**Your goal**
Copy the material below line for line without changing anything, but leave out the pictures.

================================

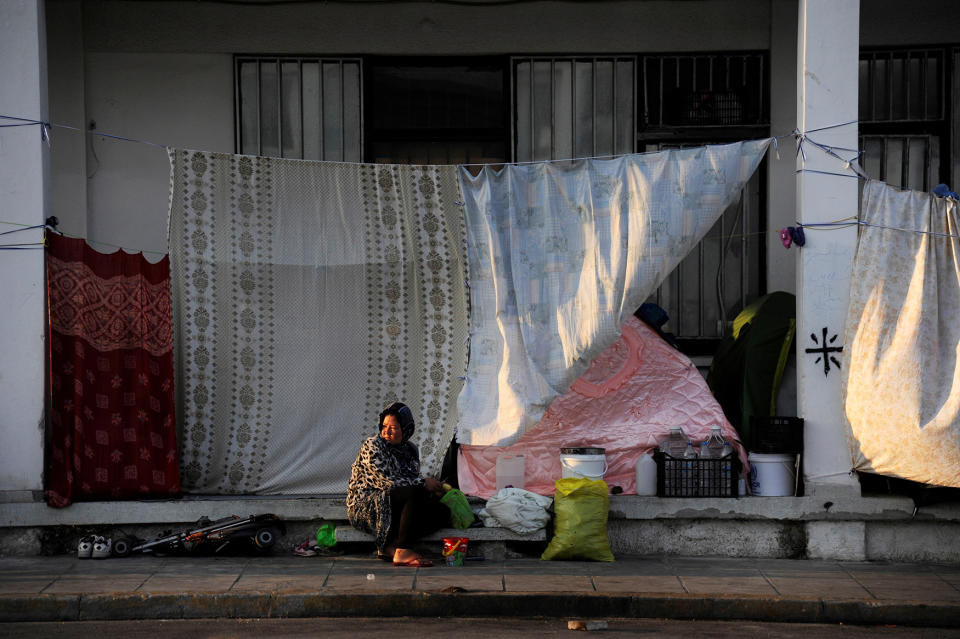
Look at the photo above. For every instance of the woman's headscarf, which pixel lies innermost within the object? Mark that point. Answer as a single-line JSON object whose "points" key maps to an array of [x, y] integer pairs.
{"points": [[403, 414]]}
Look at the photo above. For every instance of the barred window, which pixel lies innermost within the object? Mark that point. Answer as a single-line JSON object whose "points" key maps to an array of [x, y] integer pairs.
{"points": [[903, 116], [568, 107], [300, 107], [710, 98]]}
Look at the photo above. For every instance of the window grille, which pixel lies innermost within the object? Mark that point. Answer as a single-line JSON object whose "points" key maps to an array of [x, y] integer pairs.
{"points": [[567, 107], [692, 99], [901, 86], [437, 110], [720, 276], [903, 161], [722, 89], [300, 107], [903, 116]]}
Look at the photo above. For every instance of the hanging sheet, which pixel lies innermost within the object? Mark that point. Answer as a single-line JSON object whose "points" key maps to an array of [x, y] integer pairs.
{"points": [[112, 432], [625, 402], [900, 370], [561, 253], [307, 297]]}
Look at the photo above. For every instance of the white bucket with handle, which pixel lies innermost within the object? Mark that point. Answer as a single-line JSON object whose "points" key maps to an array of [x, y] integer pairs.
{"points": [[586, 462]]}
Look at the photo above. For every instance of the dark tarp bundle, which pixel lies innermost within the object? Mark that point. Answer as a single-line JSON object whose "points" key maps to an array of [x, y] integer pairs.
{"points": [[749, 363]]}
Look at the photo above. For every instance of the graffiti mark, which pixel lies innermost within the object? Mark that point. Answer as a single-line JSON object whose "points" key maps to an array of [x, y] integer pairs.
{"points": [[824, 350]]}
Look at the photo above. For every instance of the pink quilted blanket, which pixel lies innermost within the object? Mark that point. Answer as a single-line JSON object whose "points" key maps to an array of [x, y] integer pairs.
{"points": [[625, 402]]}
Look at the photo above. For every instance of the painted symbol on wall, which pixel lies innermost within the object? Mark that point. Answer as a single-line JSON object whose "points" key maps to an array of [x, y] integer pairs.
{"points": [[824, 349]]}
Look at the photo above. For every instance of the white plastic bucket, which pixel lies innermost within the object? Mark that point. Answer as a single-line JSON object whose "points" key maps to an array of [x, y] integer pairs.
{"points": [[588, 463], [510, 471], [646, 475], [772, 475]]}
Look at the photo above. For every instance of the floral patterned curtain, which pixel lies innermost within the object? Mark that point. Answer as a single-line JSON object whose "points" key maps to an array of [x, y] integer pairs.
{"points": [[112, 433]]}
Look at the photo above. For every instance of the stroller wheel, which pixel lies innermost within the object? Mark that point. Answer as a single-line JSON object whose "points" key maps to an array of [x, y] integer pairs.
{"points": [[123, 546], [265, 538]]}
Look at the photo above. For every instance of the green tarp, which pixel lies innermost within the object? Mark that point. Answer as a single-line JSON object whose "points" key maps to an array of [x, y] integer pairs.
{"points": [[749, 363]]}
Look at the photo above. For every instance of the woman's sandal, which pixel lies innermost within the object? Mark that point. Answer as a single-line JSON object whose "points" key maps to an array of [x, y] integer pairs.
{"points": [[416, 562]]}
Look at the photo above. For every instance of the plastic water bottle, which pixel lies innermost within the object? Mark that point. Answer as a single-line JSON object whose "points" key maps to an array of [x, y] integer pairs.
{"points": [[713, 445]]}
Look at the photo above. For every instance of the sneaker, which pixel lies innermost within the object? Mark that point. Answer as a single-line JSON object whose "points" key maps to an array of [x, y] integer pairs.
{"points": [[85, 547], [306, 549], [101, 548]]}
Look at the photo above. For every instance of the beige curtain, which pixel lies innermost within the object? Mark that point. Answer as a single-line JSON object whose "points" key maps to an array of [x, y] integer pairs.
{"points": [[900, 366], [307, 296]]}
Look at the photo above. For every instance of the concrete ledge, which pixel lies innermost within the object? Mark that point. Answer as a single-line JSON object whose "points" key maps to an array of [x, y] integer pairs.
{"points": [[474, 604], [629, 507], [351, 534]]}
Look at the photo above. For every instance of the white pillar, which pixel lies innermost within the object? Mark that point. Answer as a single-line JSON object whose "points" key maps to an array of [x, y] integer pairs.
{"points": [[827, 86], [782, 191], [23, 179]]}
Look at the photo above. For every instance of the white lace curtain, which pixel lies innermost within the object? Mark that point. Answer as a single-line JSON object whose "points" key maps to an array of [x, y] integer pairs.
{"points": [[561, 253], [308, 296]]}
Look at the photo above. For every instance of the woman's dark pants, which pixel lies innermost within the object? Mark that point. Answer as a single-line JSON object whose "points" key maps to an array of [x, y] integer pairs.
{"points": [[414, 513]]}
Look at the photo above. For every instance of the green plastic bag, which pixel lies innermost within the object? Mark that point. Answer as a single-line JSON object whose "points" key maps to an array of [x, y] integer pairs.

================================

**Task answer**
Look at the photo above. For every instance of the woman's headscarf, which pixel lies innermost within the object? Mark that point. Answer as a single-line JSON object whose "points" key maps to an array of [x, y] integer pairs.
{"points": [[403, 414]]}
Look at the photo above. For every instance of the barred window, which pixel lies innermost within the object? Mark that point. Answer as a single-line JSON object whose "points" key maps to an array of [x, y] integer pairs.
{"points": [[903, 116], [568, 107], [300, 107], [710, 98]]}
Look at the photo above. For every instance of the window grille, which pixel lies innermost within the object? Mark that point. Answer as a single-line JSON object whose "points" key maps to an array of [x, y] integer pairs.
{"points": [[567, 107], [692, 99], [901, 86], [437, 110], [720, 276], [903, 161], [722, 89], [300, 107], [903, 116]]}
Look at the photo above. For every instance of the hanging sheet, which pixel lies innermost within the object? Mark that point. Answer as a single-line JSON object whose "points" key maps to an array of [x, y] integer pairs.
{"points": [[112, 432], [625, 402], [900, 370], [561, 253], [307, 297]]}
Look at the photo above. For every instance of the white bucket with handle, which pixel lies innermost within the object? Mark that point. Answer as a single-line JSON object whose "points" key maps to an array of [x, y] integer pairs.
{"points": [[586, 462]]}
Look at the photo above. For every instance of the dark tarp bundle, which pixel lies innermost within the object? Mark that point. Answer as a single-line JSON object whose "points" key maps to an array of [x, y] integer pairs.
{"points": [[749, 363]]}
Look at the photo above. For every instance of the graffiti mark, which pixel lies innermost within the object? Mark that point. Answer as a single-line JSON object whose "points" key maps to an array of [x, y] integer pairs.
{"points": [[824, 350]]}
Look at the photo above. For every instance of the pink quilted blanket, which pixel lies innermost within the object? Mark that point. Answer as a single-line JSON object whose "points" key maps to an array of [x, y] integer pairs.
{"points": [[625, 402]]}
Look at the photo above. For every instance of the painted symbol on wall, which pixel lies innermost within the object? Mark that point. Answer as a single-line JSON object whose "points" key maps to an array of [x, y] integer pairs.
{"points": [[824, 349]]}
Look at the photo above. For every instance of the white plastic bucket, which pixel lies innermost within the object? Mark that point. Answer as a single-line JSON object whose "points" key maps to an array of [x, y] integer pairs.
{"points": [[588, 463], [510, 471], [646, 475], [772, 475]]}
Look at the photo above. For every instance of the floral patterned curtain, which pixel lies innermost within the object? Mark that point. Answer as a single-line JSON object whose "points" key maps to an array of [x, y] integer pairs.
{"points": [[112, 433]]}
Look at the photo above. For every instance of the stroller wheel, which pixel lies innermost within the object? Mark that point. Answer as a single-line JSON object whose "points" key maps to an array of [x, y] integer pairs.
{"points": [[123, 546], [265, 538]]}
Look at the photo above. For every instance of the green tarp, which pixel lies innermost within the object? Mark that point. Answer as a single-line JSON object whose "points" key maps to an array of [x, y] integer pairs.
{"points": [[749, 363]]}
Look at the photo above. For every instance of the woman's sandal, which pixel lies innermost within the object? Mark that point. Answer as a single-line JSON object whose "points" key maps to an array of [x, y] integer pairs.
{"points": [[416, 562]]}
Look at the photo above. For every instance of the plastic water bottle, which pixel lies innermost within the object? Mark that point. Answer as a single-line JSON object whose "points" key maps to an array of [x, y] integer pairs.
{"points": [[713, 445]]}
Look at the photo above. For every instance of the sneaker, which pixel lies innermost within the object? Mark that point. Answer as a single-line JSON object whose "points" key maps to an array of [x, y] integer pairs.
{"points": [[85, 547], [306, 549], [101, 548]]}
Look at the photo above. For every instance of the beige curtain, which pixel lies innermost within the object? Mark that point. Answer as a single-line JSON object whose "points" key maps to an array of [x, y] integer pairs.
{"points": [[900, 366], [307, 296]]}
Look at the photo above. For every instance of the concrete ledge, which pixel lies innermost within the object? Mark that point. Answer as a single-line JSON object whose "points" key maps to an array of [x, y] integer pairs.
{"points": [[474, 604], [629, 507], [351, 534]]}
Look at the photo above. For every instance of the white pillar, which pixel lies innermost within the object? Mark that point. Answer as a single-line JSON object whose "points" key maps to an array of [x, y] integer pairs.
{"points": [[827, 86], [782, 191], [23, 179]]}
Look at the photo above. For every instance of the white lace curtain, which pixel lies innermost within the object? Mark that point. Answer as a single-line JSON object whose "points" key maps to an array of [x, y] integer pairs.
{"points": [[561, 253], [308, 296]]}
Look at the photo above. For every instance of the woman's dark pants, which pixel lies innermost within the object? Mark that point. Answer as a single-line JSON object whose "points" key maps to an array of [x, y] integer pairs.
{"points": [[414, 513]]}
Look at the photo above. For every instance of the green plastic bag, which pixel lies innermost within the object? Mark that point. Answer as a single-line JSON object whose "points" key maps to an array of [x, y] integer pairs.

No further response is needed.